— Start of RECORDS FOR THE TASK —

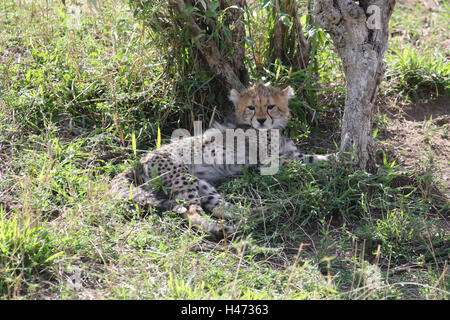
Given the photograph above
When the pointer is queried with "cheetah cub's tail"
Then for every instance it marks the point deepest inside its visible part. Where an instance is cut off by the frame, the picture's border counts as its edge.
(313, 158)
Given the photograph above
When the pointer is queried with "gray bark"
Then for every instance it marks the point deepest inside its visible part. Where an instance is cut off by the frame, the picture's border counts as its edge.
(360, 34)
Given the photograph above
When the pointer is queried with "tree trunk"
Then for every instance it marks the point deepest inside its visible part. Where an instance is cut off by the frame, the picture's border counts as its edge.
(360, 34)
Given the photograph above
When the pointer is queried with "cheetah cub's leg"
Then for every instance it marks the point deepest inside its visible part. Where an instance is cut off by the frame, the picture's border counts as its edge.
(185, 188)
(212, 201)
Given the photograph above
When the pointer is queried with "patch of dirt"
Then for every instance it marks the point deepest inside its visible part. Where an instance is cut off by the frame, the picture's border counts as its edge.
(419, 135)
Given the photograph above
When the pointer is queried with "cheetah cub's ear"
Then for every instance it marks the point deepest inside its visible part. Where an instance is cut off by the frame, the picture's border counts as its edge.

— End of RECORDS FOR THE TASK —

## WHAT YOU SHOULD DO
Restate each line of the records exactly; pictures do not belong in the copy.

## WRITTEN SOLUTION
Given the photograph above
When the pointer is queried with "cheetah cub's tail"
Then for every instance it marks the point deepest inside its visible part. Where an instance is cut off by the frame, the picture's border counts as its edge.
(313, 158)
Given the photograph above
When the pointer is queried with "gray bark"
Then for every instance it marks the point deepest inside its visible part. Where an instance is cut off by the frame, the picture's border counts as its edge.
(360, 34)
Given the photograph above
When the pointer is queried with "tree trunk"
Then for every instance it marks the point deepest inside its visible part. Where an instance is cut off by the frame, the picture's border counts as its edge.
(360, 34)
Given the photograph above
When the pointer is queried with "cheetah cub's leg"
Then for every instance it marks the point deepest inside its visible part. Where an instance is cut off by the frame, the picture's border counts as its edge.
(185, 188)
(212, 201)
Given the photograph above
When the pointer is queried with "patch of dirt"
Then for every instance it marks the point deepest inside its visible part. Where an instance is cut off by the frame, the picture's border counts as its edge.
(419, 135)
Given the photograph above
When the pointer is queried with "cheetah cub's ear"
Then for every instance it marks the point deepest inside its visible part. Where an instance is cut off by the frame, the picture's border counts as its edge.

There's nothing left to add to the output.